═════ TEKS YANG DIBERIKAN

Minggu, 07 Maret 2010 09:21:49
JOGJA: Puluhan mahasiswa dari HMI Cabang Jogja Sabtu (5/3) siang kembali menggelar aksi demonstrasi di depan Mapoltabes Jogja, memprotes tindak kekerasan yang dilakukan oleh aparat kepolisian terhadap mahasiswa HMI di Makassar. Aksi yang dikoordinatori oleh Taufi q Saifuddin itu diawali dengan long march dari Bunderan UGM, terus ke arah Tugu dan masuk ke Jalan Malioboro.
Dalam pernyataan pers-nya, HMI Cabang Jogja mengatakan, apapun alasannya polisi tidak dibenarkan melakukan penyerangan dan pemukulan terhadap masyarakat. Kewajiban polisi adalah mengayomi masyarakat. Sampai di depan Mapoltabes Jogja, puluhan polisi sudah siaga dengan menutup gerbang Mapoltabes, sehingga mahasiswa HMI tidak bisa masuk dan hanya berorasi di depan Mapoltabes.
Wahyu Minarno, Ketua Cabang HMI Jogja dalam pernyataannya mengatakan bahwa kejadian di Makassar sebenarnya adalah sebuah rekayasa politik untuk mengkriminalisasikan gerakan mahasiswa. Polisi telah dijadikan oleh rezim sebaga alat untuk menindas masyarakat.

══════════
═════ KUMPULAN DATA

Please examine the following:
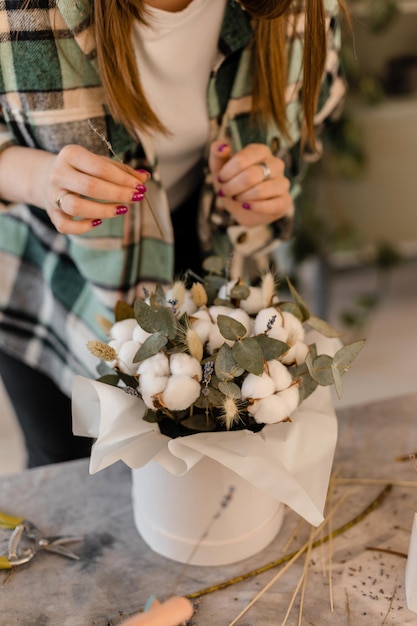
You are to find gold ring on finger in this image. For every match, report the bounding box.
[55,191,70,211]
[258,161,272,180]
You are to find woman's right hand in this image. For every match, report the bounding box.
[39,145,149,234]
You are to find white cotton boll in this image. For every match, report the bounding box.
[276,385,300,413]
[281,341,308,365]
[266,359,292,391]
[117,340,140,375]
[241,372,275,398]
[138,352,170,376]
[207,324,224,354]
[250,306,287,341]
[248,394,291,424]
[217,280,237,300]
[169,352,202,380]
[139,372,169,406]
[162,375,200,411]
[110,317,138,341]
[190,309,213,345]
[132,324,152,343]
[282,311,305,346]
[107,339,123,368]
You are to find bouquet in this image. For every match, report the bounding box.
[88,257,364,438]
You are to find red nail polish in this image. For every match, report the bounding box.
[135,168,151,180]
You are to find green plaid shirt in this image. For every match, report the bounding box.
[0,0,344,394]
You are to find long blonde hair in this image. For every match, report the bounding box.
[92,0,344,146]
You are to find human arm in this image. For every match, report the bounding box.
[0,145,147,234]
[118,596,194,626]
[209,141,294,227]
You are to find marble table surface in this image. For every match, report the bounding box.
[0,394,417,626]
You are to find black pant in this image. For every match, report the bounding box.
[0,350,92,467]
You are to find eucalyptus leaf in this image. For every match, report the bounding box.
[133,332,168,363]
[291,363,318,403]
[214,343,237,381]
[149,284,167,309]
[117,370,139,389]
[133,299,161,333]
[219,382,242,400]
[307,315,340,338]
[333,339,366,372]
[97,374,120,387]
[203,256,226,276]
[255,335,290,361]
[309,354,334,387]
[232,337,264,376]
[230,283,250,300]
[287,277,310,321]
[217,315,247,341]
[332,363,343,399]
[159,307,177,341]
[114,300,135,322]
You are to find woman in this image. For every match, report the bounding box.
[0,0,344,467]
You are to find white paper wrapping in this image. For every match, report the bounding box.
[72,376,337,526]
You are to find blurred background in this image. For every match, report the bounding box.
[0,0,417,474]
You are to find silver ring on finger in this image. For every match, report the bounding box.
[258,161,272,180]
[55,191,70,211]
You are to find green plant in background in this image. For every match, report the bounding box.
[290,0,401,334]
[341,241,402,336]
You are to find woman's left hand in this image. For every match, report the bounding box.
[209,141,294,226]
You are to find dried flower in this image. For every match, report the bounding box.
[87,341,117,361]
[88,254,364,436]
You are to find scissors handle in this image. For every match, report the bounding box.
[0,511,24,530]
[0,556,12,569]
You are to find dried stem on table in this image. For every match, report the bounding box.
[229,494,349,626]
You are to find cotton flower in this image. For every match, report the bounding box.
[248,394,291,424]
[132,324,152,343]
[117,340,140,375]
[241,372,275,398]
[110,317,138,341]
[254,306,288,341]
[190,283,207,309]
[275,384,300,413]
[161,374,201,411]
[281,341,309,365]
[169,352,202,381]
[139,373,169,409]
[138,352,170,376]
[267,359,292,393]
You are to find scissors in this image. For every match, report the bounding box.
[0,512,82,569]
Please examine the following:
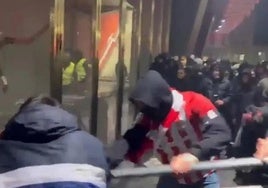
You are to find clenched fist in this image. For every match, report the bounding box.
[254,138,268,160]
[170,153,199,174]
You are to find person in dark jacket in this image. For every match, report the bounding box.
[174,63,189,91]
[107,71,230,188]
[209,64,232,137]
[234,78,268,185]
[0,97,108,188]
[186,61,209,98]
[232,68,259,137]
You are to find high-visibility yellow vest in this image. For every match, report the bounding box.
[62,62,75,86]
[75,58,87,82]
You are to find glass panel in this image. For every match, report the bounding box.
[62,0,93,131]
[121,5,134,133]
[0,0,54,129]
[98,1,119,142]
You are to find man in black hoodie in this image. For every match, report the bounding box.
[208,63,234,137]
[108,71,230,188]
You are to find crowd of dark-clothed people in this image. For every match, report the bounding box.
[150,53,268,185]
[0,53,268,188]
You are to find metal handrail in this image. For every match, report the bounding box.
[111,158,266,178]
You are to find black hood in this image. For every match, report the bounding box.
[3,102,78,143]
[130,71,172,121]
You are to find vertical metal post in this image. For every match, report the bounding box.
[50,0,65,102]
[154,0,164,54]
[116,0,126,138]
[194,0,214,57]
[149,0,155,59]
[90,0,102,136]
[187,0,208,54]
[161,0,172,52]
[137,0,143,78]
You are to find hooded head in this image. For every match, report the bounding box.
[3,96,78,143]
[130,71,172,122]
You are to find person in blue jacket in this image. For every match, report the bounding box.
[0,97,108,188]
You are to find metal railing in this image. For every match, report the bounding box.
[111,158,267,178]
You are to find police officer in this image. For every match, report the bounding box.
[62,50,90,94]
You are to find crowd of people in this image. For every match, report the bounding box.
[150,54,268,185]
[0,54,268,188]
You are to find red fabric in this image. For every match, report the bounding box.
[127,90,216,184]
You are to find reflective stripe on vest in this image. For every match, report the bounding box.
[62,62,75,86]
[75,58,87,82]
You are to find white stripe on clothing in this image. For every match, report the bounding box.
[0,164,106,188]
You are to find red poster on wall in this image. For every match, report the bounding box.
[98,11,119,71]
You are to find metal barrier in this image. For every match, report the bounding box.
[111,158,266,178]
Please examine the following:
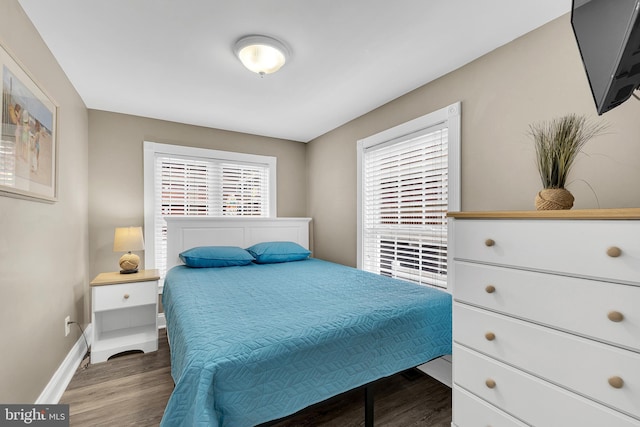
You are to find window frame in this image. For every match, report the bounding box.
[356,102,461,289]
[143,141,277,285]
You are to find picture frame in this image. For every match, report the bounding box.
[0,44,58,203]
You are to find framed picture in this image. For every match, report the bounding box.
[0,41,58,202]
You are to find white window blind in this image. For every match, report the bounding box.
[358,103,460,288]
[145,143,275,277]
[363,126,448,287]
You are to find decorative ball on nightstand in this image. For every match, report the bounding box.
[120,252,140,273]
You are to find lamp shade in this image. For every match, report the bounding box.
[234,36,289,76]
[113,227,144,252]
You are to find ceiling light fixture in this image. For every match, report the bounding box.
[234,35,290,77]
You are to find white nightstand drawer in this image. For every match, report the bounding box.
[454,261,640,351]
[453,387,527,427]
[454,219,640,283]
[92,281,158,311]
[453,304,640,418]
[453,344,640,427]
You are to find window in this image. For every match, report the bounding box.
[144,141,276,277]
[358,103,460,288]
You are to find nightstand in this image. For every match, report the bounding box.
[90,270,160,363]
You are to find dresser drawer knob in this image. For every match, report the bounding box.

══════════

● TUGAS LATIHAN
1. Tuliskan ulang tanpa perubahan bagian berita tentang demonstrasi HMI di Jogja, mulai dari "Dalam pernyataan pers-nya, HMI" hingga "di depan Mapoltabes.".
2. Bagaimana kelanjutan berita tentang demonstrasi HMI di Jogja? Lanjutkan berita itu setelah kalimat terakhirnya.

● HASIL YANG DIHARAPKAN
1.
Dalam pernyataan pers-nya, HMI Cabang Jogja mengatakan, apapun alasannya polisi tidak dibenarkan melakukan penyerangan dan pemukulan terhadap masyarakat. Kewajiban polisi adalah mengayomi masyarakat. Sampai di depan Mapoltabes Jogja, puluhan polisi sudah siaga dengan menutup gerbang Mapoltabes, sehingga mahasiswa HMI tidak bisa masuk dan hanya berorasi di depan Mapoltabes.

2.
“Seharusnya ada solusi yang bijak untuk meredam aksi-aksi teman-teman di Makassar yang terkenal keras, bukan dengan cara kekerasan,” imbuh Ichsan Ahmad Barokah, dari Komisariat HMI Fisipol UGM. Ia melanjutkan, HMI siap melakukan aksi yang lebih besar lagi jika tuntutan mereka tidak diindahkan.
Soal Century
Selain melakukan aksi solidaritas terhadap teman-teman mereka di Makassar, para demonstran pun menuntut pengalihan kasus Century dari mekanisme politik menuju mekanisme hukum, meminta KPK segera mengambilalih proses hukumnya, mereformasi kebijakan perbankan nasional, mendesak presiden untuk tidak bertele-tele dalam mengambil keputusan atas pelanggaran korupsi, meminta Budiono dan Sri Mulyani mundur dari jabatannya, serta mengajak masyarakat untuk terus mengawal proses hukum Century.
Setelah berorasi, para demonstran kemudian menyerahkan sepucuk surat raksasa yang berisi “Saran, usulan dan tak lupa peringatan bagi Kepolisian Republik Indonesia, yang semakin tak bersahabat dengan masyarakat”, dan diterima oleh Ipda Legowo, mewakili pihak kepolisian.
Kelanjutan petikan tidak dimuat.